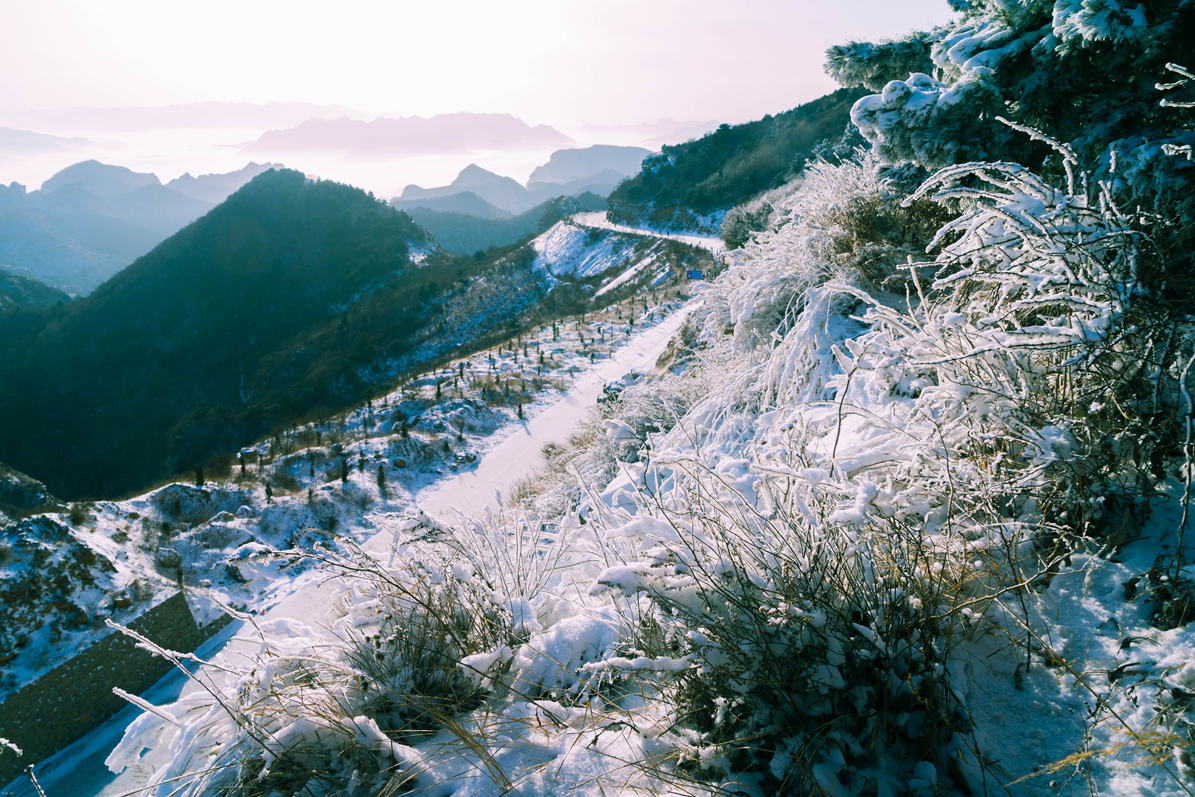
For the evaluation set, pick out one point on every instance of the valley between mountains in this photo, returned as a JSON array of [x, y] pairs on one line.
[[844, 452]]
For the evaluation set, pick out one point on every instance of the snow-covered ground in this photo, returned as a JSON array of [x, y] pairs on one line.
[[508, 451], [598, 219]]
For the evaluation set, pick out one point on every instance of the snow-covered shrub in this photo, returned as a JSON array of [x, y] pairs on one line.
[[844, 221], [313, 713], [809, 657]]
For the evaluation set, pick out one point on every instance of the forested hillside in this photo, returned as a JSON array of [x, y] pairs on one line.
[[690, 185], [904, 510]]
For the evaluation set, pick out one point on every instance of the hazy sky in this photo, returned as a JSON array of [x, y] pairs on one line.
[[555, 61]]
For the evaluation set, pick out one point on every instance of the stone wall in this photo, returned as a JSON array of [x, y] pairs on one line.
[[59, 707]]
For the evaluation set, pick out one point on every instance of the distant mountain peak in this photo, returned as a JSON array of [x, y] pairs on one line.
[[102, 179], [473, 176], [409, 135]]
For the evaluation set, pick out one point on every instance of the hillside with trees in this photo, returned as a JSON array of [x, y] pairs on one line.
[[177, 356], [904, 512], [688, 187], [464, 233]]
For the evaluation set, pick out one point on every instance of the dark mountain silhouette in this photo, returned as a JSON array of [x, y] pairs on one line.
[[411, 135], [500, 191], [216, 188], [90, 220], [568, 172], [573, 165], [463, 233], [191, 349], [99, 179], [686, 182], [18, 292]]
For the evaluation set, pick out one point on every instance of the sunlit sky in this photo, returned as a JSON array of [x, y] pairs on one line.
[[569, 63], [555, 61]]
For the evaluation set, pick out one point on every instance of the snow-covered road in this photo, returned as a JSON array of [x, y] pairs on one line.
[[599, 219], [79, 771]]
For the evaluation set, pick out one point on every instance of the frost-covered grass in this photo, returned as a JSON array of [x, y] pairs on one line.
[[871, 527]]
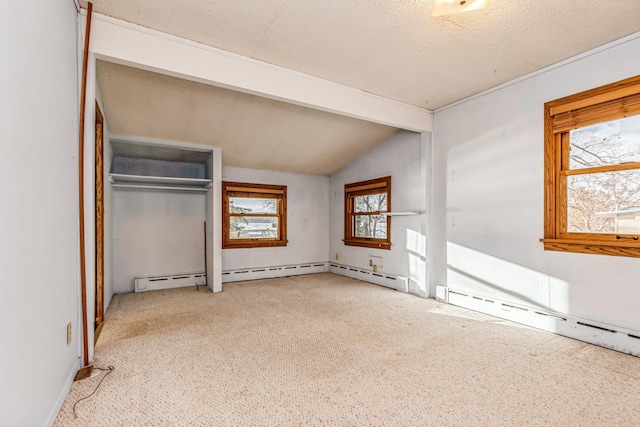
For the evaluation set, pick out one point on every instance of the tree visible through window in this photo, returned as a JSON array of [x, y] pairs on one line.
[[254, 215], [592, 171], [365, 222]]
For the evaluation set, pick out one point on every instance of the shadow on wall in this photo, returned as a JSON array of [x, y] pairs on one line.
[[417, 258], [485, 275]]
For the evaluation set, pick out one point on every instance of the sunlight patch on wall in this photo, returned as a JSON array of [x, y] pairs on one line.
[[482, 274]]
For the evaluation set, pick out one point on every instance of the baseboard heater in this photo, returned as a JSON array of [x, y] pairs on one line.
[[383, 279], [153, 283], [273, 272], [597, 333]]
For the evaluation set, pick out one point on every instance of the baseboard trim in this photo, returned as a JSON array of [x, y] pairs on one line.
[[597, 333], [271, 272], [63, 394]]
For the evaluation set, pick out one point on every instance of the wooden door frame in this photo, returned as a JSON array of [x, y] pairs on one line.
[[99, 223]]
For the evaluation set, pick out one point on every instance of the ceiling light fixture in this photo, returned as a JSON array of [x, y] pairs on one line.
[[450, 7]]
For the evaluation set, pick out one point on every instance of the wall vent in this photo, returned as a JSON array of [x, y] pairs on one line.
[[388, 281], [274, 271], [603, 335], [168, 281]]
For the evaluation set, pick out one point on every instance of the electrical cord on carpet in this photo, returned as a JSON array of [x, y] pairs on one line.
[[109, 369]]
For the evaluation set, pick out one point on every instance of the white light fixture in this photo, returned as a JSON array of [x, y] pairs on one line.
[[450, 7]]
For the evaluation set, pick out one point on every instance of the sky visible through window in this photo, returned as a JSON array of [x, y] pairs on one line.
[[605, 202]]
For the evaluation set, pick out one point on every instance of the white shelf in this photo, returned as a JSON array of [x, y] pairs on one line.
[[400, 213], [166, 180]]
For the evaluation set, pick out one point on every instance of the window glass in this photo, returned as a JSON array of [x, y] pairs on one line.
[[602, 202], [252, 205], [604, 144], [253, 227], [254, 215], [371, 203], [365, 225], [370, 226]]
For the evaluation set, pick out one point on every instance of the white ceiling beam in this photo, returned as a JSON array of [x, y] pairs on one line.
[[129, 44]]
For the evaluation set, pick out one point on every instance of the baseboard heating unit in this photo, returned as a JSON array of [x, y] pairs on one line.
[[153, 283], [601, 334], [274, 271], [390, 281]]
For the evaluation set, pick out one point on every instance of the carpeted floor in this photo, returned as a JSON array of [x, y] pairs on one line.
[[327, 350]]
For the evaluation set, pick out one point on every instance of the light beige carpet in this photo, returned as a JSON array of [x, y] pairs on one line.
[[327, 350]]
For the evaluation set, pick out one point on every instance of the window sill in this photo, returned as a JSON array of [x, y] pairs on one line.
[[375, 244], [617, 248]]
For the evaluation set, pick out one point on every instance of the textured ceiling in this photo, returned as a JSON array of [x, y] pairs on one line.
[[253, 132], [393, 48]]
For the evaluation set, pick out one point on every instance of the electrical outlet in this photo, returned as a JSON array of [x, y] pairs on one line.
[[375, 261]]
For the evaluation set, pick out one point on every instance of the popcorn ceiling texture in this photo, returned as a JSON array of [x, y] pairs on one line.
[[253, 132], [328, 350], [393, 48]]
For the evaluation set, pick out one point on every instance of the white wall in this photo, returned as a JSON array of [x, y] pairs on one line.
[[156, 233], [405, 157], [307, 220], [39, 215], [494, 156]]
--------------------
• **Task statement**: Rewrite all the rows above with every "evaluation set" swapped for "validation split", keeping everything else as it is. Omit the pictures.

• **Right answer**:
For the validation split, pick out one point on every instance of the valley between mountains in this photo, returned as a JSON array of [x, y] pairs on one line.
[[844, 452]]
For the validation split, pick out one point on every instance of the snow-covered ground in this photo, returned as a JSON array of [x, y] pairs on one line.
[[508, 451], [598, 219]]
For the validation split, pick out one point on every instance of the snow-covered shrub in this photo, returned as a JSON array of [x, y] pairs on one line.
[[844, 221], [313, 713], [809, 657]]
For the validation split, pick out one point on every instance of the forested hillside in this photo, returned as a JSON array of [x, y] pairs on one line.
[[690, 185], [904, 510]]
For the validation split, pick out one point on every instance of the hazy sky in this photo, returned as a JSON array of [x, y] pairs on one line.
[[555, 61]]
For the validation split, pick out one point on every instance of the stone wall in this photo, returned as a JSON array of [x, y] pairs on one line.
[[59, 707]]
For the validation split, pick out one point on every instance of the distant mountain peak in this photo, returned as a JSON array of [x, y] pairs on one line.
[[102, 179], [473, 176], [409, 135]]
For the validation split, pick out one point on every instance of the hillside with trees in this photo, returned as a JSON array of [x, y] pairs on one line.
[[177, 356], [904, 512], [688, 187], [464, 233]]
For the validation split, pick out one point on every instance of the dark mountain silhouette in this photo, returned as a JSON array of [x, y] pairs on one line.
[[411, 135], [500, 191], [216, 188], [90, 220], [568, 172], [573, 165], [463, 233], [191, 349], [99, 179], [686, 182], [18, 292]]
For the validation split, pick out one point on every instance of the sunlit sky in this photo, returned as a JSON array of [x, y] pairs on one line.
[[569, 63], [555, 61]]
For the validation split, pick out one point on every instance of the snow-covered road in this photo, returned as a JSON array of [x, y] pairs on one line.
[[599, 219], [79, 771]]
For the validation split, pick out one point on every instance of the frost-covered grass in this photo, returned as a JSON array of [x, y] pairs on one line.
[[871, 527]]
For the validation split, pick out one point on every instance of the tree visible through window in this photo, returned as a JSON array of [x, y] pairs on one line.
[[254, 215], [592, 171], [365, 222]]
For the validation split, pick out one point on every instance of the shadow on wall in this photo, returned as a JSON array of [x, y] pairs on one line.
[[417, 258], [485, 275]]
For the validation split, pick out one point on every instance of the sunlight patch on wall in this photo, returned as a JSON array of [x, y] pairs on one line.
[[482, 274]]
For the validation split, pick out one point on every instance of the baseboard heater in this photo, returned as a JSON array of [x, y] pairs on one line.
[[383, 279], [153, 283], [273, 272], [597, 333]]
For the validation split, pick out one point on every instance of the baseboard trim in this photo, returned as a JSON array of [x, y] pairs on one line.
[[597, 333], [271, 272], [63, 394]]
For the validation split, pick out one point on every instance of the wooden door frame in this photo, returned as a JSON array of [x, y] pairs on one line.
[[99, 223]]
For the validation split, pick out one point on every instance of the ceiling light fixture in this photo, returned as a JSON array of [x, y] pairs on one line.
[[450, 7]]
For the validation split, pick out one point on every instance of the wall vent in this photo, returned as a JSON array of [x, y] pairs on one line.
[[388, 281], [274, 271], [603, 335], [168, 281]]
For the validation split, pick out one point on every instance of the electrical cord on carpet in this photo, returned as a JSON array of [x, y] pairs on one line.
[[109, 369]]
For the validation split, pick out one point on every instance of the white light fixture in this photo, returned as a JSON array of [x, y] pairs on one line.
[[450, 7]]
For the validation split, pick out one point on every instance of the sky visible through window in this photo, returned as a JSON array of [x, y] pairs on one line.
[[605, 202]]
For the validation split, pick out one point on every instance of the white shelf in this photo, returned as a JSON array of [x, y] pairs on one line.
[[400, 213], [166, 180]]
For the validation split, pick out one point on every instance of the window glass in this photo, returned as a JSON array of [x, y] pairs on one line.
[[602, 202], [252, 205], [604, 144], [253, 227], [254, 215], [371, 203], [365, 225], [370, 226]]
For the validation split, pick out one point on every instance of the white ceiling beam in this photo, returned as a JSON array of [x, y] pairs on one line.
[[129, 44]]
For the validation split, pick out one point on every instance of the baseboard heating unit in this photo, returned as a JSON array of [x, y] pairs on one line.
[[153, 283], [601, 334], [274, 271], [390, 281]]
For the validation split, pick out one point on every instance of the carpeted floor in this photo, returned as a JSON array of [x, y] pairs on one line.
[[327, 350]]
For the validation split, pick out one point on every instance of the light beige carpet in this photo, returned as a JSON array of [x, y] pairs on one line.
[[327, 350]]
For the validation split, pick out one point on every instance of the window sill in this photo, returned as a JSON array of [x, y] pairs on one line.
[[375, 244], [617, 248]]
For the validation split, pick out one point on every instance of the textured ceiling in this photo, returned as a JSON array of [x, y] pairs on one line.
[[253, 132], [393, 48]]
For the validation split, pick out one point on every instance of the electrical outlet in this photo, returned as a JSON array of [x, y] pairs on one line.
[[375, 261]]
For the validation split, pick out one point on every instance of the popcorn ceiling texture in this photo, returned as a JSON array of [x, y] pairs on one line.
[[253, 132], [328, 350], [393, 48]]
For the validation split, pick out one point on every instance of the white wall in this photo, returned as a JSON array of [x, y] pairs on one line.
[[156, 233], [405, 157], [307, 220], [39, 215], [494, 156]]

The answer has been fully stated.